## Start

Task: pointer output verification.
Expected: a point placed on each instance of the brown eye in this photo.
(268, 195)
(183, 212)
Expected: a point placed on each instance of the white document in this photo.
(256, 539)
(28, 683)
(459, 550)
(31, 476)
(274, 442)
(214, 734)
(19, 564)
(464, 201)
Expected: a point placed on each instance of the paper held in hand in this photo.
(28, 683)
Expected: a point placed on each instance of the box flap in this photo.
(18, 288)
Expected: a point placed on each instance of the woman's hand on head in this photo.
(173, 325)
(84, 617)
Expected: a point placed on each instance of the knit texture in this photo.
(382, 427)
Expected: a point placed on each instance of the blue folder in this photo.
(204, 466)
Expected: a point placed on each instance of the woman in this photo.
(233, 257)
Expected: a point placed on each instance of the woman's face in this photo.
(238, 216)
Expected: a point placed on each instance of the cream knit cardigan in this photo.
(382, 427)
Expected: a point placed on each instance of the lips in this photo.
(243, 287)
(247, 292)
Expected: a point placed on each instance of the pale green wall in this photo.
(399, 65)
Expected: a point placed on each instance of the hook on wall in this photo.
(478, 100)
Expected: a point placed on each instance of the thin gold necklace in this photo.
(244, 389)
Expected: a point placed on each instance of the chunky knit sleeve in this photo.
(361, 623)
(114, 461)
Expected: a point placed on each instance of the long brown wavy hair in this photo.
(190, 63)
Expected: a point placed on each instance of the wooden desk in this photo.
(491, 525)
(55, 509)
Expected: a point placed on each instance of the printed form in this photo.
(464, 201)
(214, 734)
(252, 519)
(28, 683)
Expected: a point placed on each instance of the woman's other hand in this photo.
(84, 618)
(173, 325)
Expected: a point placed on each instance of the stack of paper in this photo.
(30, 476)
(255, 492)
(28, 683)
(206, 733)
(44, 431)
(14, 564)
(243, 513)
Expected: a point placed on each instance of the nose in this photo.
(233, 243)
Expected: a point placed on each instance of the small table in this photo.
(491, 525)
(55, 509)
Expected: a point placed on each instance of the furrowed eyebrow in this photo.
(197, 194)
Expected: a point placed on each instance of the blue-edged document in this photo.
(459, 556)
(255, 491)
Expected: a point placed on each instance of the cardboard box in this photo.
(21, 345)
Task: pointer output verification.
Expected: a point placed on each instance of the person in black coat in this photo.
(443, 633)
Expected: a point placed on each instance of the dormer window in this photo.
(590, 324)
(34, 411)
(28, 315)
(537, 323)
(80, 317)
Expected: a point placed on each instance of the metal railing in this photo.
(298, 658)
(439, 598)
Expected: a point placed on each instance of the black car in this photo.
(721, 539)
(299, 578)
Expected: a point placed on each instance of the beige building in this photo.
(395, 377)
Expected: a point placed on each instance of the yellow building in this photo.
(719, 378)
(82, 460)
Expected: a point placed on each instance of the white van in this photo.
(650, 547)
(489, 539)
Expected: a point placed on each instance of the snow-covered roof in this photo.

## End

▶ **GOAL**
Scale the lines above from the one containing "Expected: a point placed on each instance of the yellow" through the last line, both included: write them out again with the requests kept as they are and every point coordinate multiplied by 2.5, rounded to a whole number with halves rounding up.

▶ **ANSWER FOR THIS EXERCISE**
Expected: a point placed on each instance of the yellow building in this photo.
(1798, 945)
(205, 1150)
Expected: a point placed on each instance of the white van in this photo.
(1625, 1368)
(1223, 1348)
Expected: a point placed on each instance of the snow-covered roof in this photo.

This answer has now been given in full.